— Data shown —
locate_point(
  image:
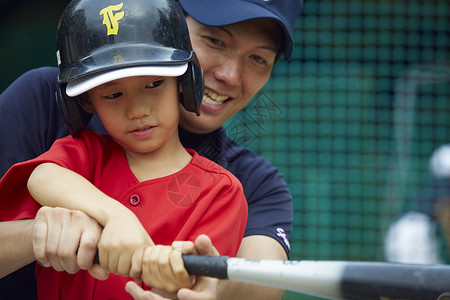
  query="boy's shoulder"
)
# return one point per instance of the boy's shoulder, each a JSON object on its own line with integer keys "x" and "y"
{"x": 207, "y": 167}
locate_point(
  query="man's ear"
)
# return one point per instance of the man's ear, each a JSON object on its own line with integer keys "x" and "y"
{"x": 85, "y": 103}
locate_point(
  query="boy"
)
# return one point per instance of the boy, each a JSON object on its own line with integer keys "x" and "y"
{"x": 112, "y": 63}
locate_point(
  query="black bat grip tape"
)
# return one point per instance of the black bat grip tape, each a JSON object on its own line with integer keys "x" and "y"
{"x": 212, "y": 266}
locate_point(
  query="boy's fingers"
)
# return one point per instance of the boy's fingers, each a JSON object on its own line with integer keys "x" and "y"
{"x": 137, "y": 292}
{"x": 182, "y": 278}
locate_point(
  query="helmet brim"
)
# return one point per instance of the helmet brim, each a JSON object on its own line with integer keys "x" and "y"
{"x": 86, "y": 83}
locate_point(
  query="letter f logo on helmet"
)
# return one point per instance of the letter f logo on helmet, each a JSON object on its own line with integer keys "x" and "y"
{"x": 110, "y": 19}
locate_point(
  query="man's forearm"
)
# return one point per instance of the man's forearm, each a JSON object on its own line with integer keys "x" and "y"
{"x": 16, "y": 248}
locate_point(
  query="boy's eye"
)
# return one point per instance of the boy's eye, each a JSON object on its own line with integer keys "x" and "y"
{"x": 155, "y": 83}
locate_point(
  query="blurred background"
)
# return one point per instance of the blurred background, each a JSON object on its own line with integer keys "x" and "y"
{"x": 351, "y": 121}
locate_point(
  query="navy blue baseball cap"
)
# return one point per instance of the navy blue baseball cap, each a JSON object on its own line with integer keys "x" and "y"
{"x": 227, "y": 12}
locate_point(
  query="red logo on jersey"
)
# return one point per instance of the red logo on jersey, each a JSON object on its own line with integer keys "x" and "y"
{"x": 184, "y": 189}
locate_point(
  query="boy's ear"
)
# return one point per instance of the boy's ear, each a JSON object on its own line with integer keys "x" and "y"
{"x": 86, "y": 104}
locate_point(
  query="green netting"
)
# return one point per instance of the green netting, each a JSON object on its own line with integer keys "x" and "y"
{"x": 352, "y": 119}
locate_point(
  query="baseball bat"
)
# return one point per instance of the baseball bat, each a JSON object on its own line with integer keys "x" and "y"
{"x": 331, "y": 279}
{"x": 340, "y": 280}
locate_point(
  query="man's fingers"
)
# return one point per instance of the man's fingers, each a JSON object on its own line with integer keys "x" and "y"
{"x": 139, "y": 293}
{"x": 204, "y": 289}
{"x": 98, "y": 272}
{"x": 40, "y": 242}
{"x": 204, "y": 246}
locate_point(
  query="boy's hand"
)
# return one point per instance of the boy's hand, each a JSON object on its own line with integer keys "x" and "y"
{"x": 204, "y": 288}
{"x": 162, "y": 268}
{"x": 66, "y": 240}
{"x": 122, "y": 245}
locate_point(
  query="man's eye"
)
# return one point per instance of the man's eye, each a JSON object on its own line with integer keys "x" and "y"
{"x": 114, "y": 95}
{"x": 155, "y": 83}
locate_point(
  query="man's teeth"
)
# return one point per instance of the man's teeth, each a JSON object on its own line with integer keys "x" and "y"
{"x": 212, "y": 98}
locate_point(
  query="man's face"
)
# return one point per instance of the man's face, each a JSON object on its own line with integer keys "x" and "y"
{"x": 237, "y": 61}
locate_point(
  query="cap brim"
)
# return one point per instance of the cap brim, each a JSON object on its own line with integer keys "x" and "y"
{"x": 84, "y": 84}
{"x": 222, "y": 13}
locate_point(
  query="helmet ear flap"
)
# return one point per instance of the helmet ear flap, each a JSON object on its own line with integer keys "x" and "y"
{"x": 193, "y": 85}
{"x": 74, "y": 115}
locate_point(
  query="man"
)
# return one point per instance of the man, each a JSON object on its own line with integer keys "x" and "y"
{"x": 237, "y": 43}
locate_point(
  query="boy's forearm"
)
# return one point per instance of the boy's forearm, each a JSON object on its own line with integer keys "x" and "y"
{"x": 55, "y": 186}
{"x": 16, "y": 248}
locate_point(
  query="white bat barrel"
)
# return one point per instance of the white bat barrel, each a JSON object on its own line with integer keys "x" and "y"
{"x": 308, "y": 277}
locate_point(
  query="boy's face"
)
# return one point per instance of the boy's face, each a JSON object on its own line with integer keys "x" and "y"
{"x": 237, "y": 61}
{"x": 141, "y": 113}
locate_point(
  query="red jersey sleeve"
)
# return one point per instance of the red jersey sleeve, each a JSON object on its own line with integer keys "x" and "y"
{"x": 16, "y": 202}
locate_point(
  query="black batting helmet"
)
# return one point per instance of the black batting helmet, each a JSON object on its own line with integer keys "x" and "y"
{"x": 103, "y": 40}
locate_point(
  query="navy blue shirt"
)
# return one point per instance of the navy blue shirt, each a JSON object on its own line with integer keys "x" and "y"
{"x": 30, "y": 122}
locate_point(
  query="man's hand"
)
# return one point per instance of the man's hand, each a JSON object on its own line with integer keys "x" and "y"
{"x": 66, "y": 240}
{"x": 204, "y": 288}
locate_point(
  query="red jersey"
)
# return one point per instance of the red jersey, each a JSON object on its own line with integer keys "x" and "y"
{"x": 202, "y": 198}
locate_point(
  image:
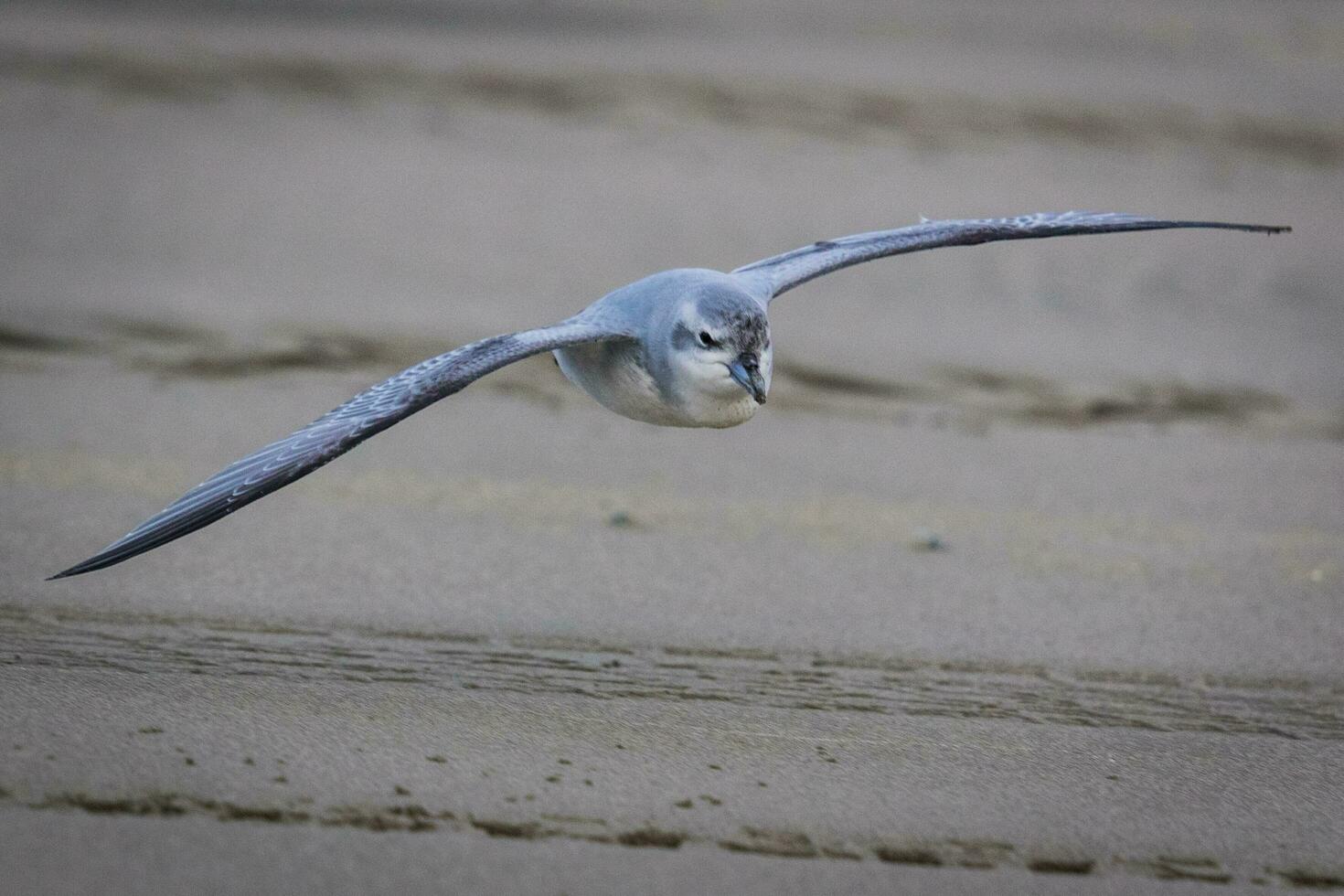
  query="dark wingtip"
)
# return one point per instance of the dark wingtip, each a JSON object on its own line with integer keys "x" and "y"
{"x": 66, "y": 574}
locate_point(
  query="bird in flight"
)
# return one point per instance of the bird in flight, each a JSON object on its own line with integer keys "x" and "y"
{"x": 686, "y": 347}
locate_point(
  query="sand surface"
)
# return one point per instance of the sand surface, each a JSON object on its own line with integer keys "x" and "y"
{"x": 520, "y": 645}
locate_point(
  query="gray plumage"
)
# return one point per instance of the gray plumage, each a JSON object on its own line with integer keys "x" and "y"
{"x": 684, "y": 347}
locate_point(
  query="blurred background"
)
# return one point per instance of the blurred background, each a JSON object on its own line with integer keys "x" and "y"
{"x": 1108, "y": 460}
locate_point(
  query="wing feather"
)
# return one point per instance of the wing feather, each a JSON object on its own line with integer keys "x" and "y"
{"x": 781, "y": 272}
{"x": 335, "y": 432}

— Your instructions —
Repeat every record above exactly, but leave out any pictures.

— Solution for this task —
locate_point(
  image:
  query="boy's shoulder"
)
# return one point per instance of the boy's shoulder, each a JSON object on its own line with integer keys "x" and "y"
{"x": 207, "y": 167}
locate_point(
  query="man's ear"
)
# return one point per instance of the man's ear, each a JSON object on its own line with integer keys "x" and "y"
{"x": 85, "y": 103}
locate_point(
  query="boy"
)
# return one point per instance of the boy, each a JSON object on its own line with integer keys "x" and "y"
{"x": 112, "y": 63}
locate_point(
  query="black bat grip tape"
)
# return one point per instance of the black bat grip tape, each a JSON object on its own line with integer keys "x" and "y"
{"x": 212, "y": 266}
locate_point(
  query="boy's fingers"
)
# return one point per instance of the boy's fingers, each a JSON object on its own line with integer keys "x" and "y"
{"x": 137, "y": 292}
{"x": 182, "y": 278}
locate_point(
  query="helmet brim"
)
# return one point per instance of the helmet brim, each a JSON object on its own line with integer keys "x" and "y"
{"x": 86, "y": 83}
locate_point(
  query="letter f logo on helmet"
)
# return one point per instance of the letter f logo on helmet, each a JSON object on its own line with integer keys "x" and "y"
{"x": 110, "y": 19}
locate_point(
  query="man's forearm"
)
# return one point per instance of the man's forearm, each a JSON object on its own line with integer keys "x" and "y"
{"x": 16, "y": 248}
locate_point(
  query="boy's eye"
)
# return one point per instance of the boy's eye, each a JSON object on its own line with integer keys "x" and "y"
{"x": 155, "y": 83}
locate_point(
  query="blurred background"
)
# return one point per instance of the blurred background, each a JSON object on its own line with integer keys "x" and "y"
{"x": 351, "y": 121}
locate_point(
  query="navy blue baseball cap"
)
# return one point per instance of the navy blue baseball cap, each a JSON object on its own line with integer keys "x" and "y"
{"x": 227, "y": 12}
locate_point(
  query="red logo on jersey"
)
# return one point per instance of the red logo on jersey, each a JSON object on its own line with integer keys "x" and "y"
{"x": 184, "y": 189}
locate_point(
  query="boy's ear"
)
# return one point per instance of the boy's ear, each a JSON object on its own line with integer keys "x" and "y"
{"x": 86, "y": 104}
locate_point(
  query="green netting"
)
# return one point per instance of the green netting, each a JSON object on its own line with integer keys "x" and "y"
{"x": 352, "y": 119}
locate_point(
  query="baseball bat"
)
# return one point per instance of the baseball bat, each a JSON object on its own line with integer keys "x" and "y"
{"x": 331, "y": 279}
{"x": 340, "y": 280}
locate_point(
  query="man's fingers"
)
# return one point per instance of the man's fingers, each a JSON object on its own line with integer keys "x" and "y"
{"x": 139, "y": 293}
{"x": 204, "y": 289}
{"x": 98, "y": 272}
{"x": 40, "y": 242}
{"x": 204, "y": 246}
locate_point(
  query="boy's hand"
)
# return one point per instance of the boy's hand, each a JSON object on its own line with integer keys "x" and "y"
{"x": 204, "y": 288}
{"x": 162, "y": 268}
{"x": 66, "y": 240}
{"x": 122, "y": 245}
locate_point(
  query="man's eye"
)
# return one point per instance of the man's eye, each a JSON object on its own line with integer keys "x" and "y"
{"x": 114, "y": 95}
{"x": 155, "y": 83}
locate_point(
  query="man's teeth"
)
# return one point per instance of the man's teeth, each a JSON object on its own line with integer keys "x" and "y"
{"x": 212, "y": 98}
locate_point(
  query="man's face"
)
# return one point per instance of the man's face, each a JSON object on its own line with integer keys "x" and "y"
{"x": 237, "y": 61}
locate_point(
  query="cap brim"
)
# return one point per instance of the cap brim, each a JSON object on its own line with integer keys "x" and "y"
{"x": 84, "y": 84}
{"x": 222, "y": 13}
locate_point(
  query="helmet ear flap"
)
# return one point per instance of the helmet ear flap, each a JSON object on its own line with integer keys "x" and "y"
{"x": 193, "y": 85}
{"x": 74, "y": 115}
locate_point(
  query="man"
)
# return one point per instance of the man, each a JSON object on its own line with integer keys "x" and "y"
{"x": 237, "y": 43}
locate_point(
  query="boy's forearm"
)
# return one point per instance of the boy's forearm, each a JSON object on its own line with integer keys "x" and "y"
{"x": 55, "y": 186}
{"x": 16, "y": 248}
locate_point(
  query="white bat barrel"
)
# return one point per instance of the white bat barrel, each a JSON object on its own line with integer keys "x" and "y"
{"x": 308, "y": 277}
locate_point(
  query="boy's face"
)
# return one point per instance of the boy's face, each a JSON object on its own line with integer keys "x" and "y"
{"x": 237, "y": 61}
{"x": 141, "y": 113}
locate_point(
  query="red jersey sleeve"
)
# return one point per instance of the red jersey sleeve, each a JSON object on its own line with integer keys "x" and "y"
{"x": 16, "y": 202}
locate_point(
  query="black batting helmet"
)
# return one point per instance of the black batting helmet, each a JSON object on its own line with integer keys "x" and "y"
{"x": 103, "y": 40}
locate_point(
  query="navy blue shirt"
)
# return one point per instance of the navy blue shirt, each a JSON object on its own line with integer keys "x" and "y"
{"x": 30, "y": 122}
locate_point(
  query="man's hand"
)
# return one point per instance of the man's hand, each a JSON object on its own line with integer keys "x" and "y"
{"x": 66, "y": 240}
{"x": 204, "y": 288}
locate_point(
  query="red jersey"
)
# return one point per instance of the red jersey, each a JSON object on its own line with integer keys "x" and "y"
{"x": 202, "y": 198}
locate_point(
  image:
  query="dark wingtip"
)
# return one point per instance of the dark wingtip, each a JSON object on its own line with integer keys "x" and "y"
{"x": 66, "y": 574}
locate_point(
  query="bird in flight"
)
# return one point per instance of the bird in flight, each a JSON object on its own line with integer keys "x" and "y"
{"x": 686, "y": 347}
locate_point(
  query="sand surface"
)
# return one point per instance of the sand surface, each a JSON object on its own line with integer keys "x" and "y"
{"x": 520, "y": 645}
locate_point(
  query="gray plumage"
)
# return one point per instance of the gray plumage, each a JSON object on its own line with integer keys "x" and "y"
{"x": 684, "y": 347}
locate_point(
  query="blurred background"
)
# return one point per instance of the blurred background, each a JSON object on its own line with integer keys "x" and "y"
{"x": 1108, "y": 460}
locate_point(
  query="wing feather"
)
# return one point per instance of the wing feather, each a JSON object on its own line with integer keys "x" and "y"
{"x": 781, "y": 272}
{"x": 335, "y": 432}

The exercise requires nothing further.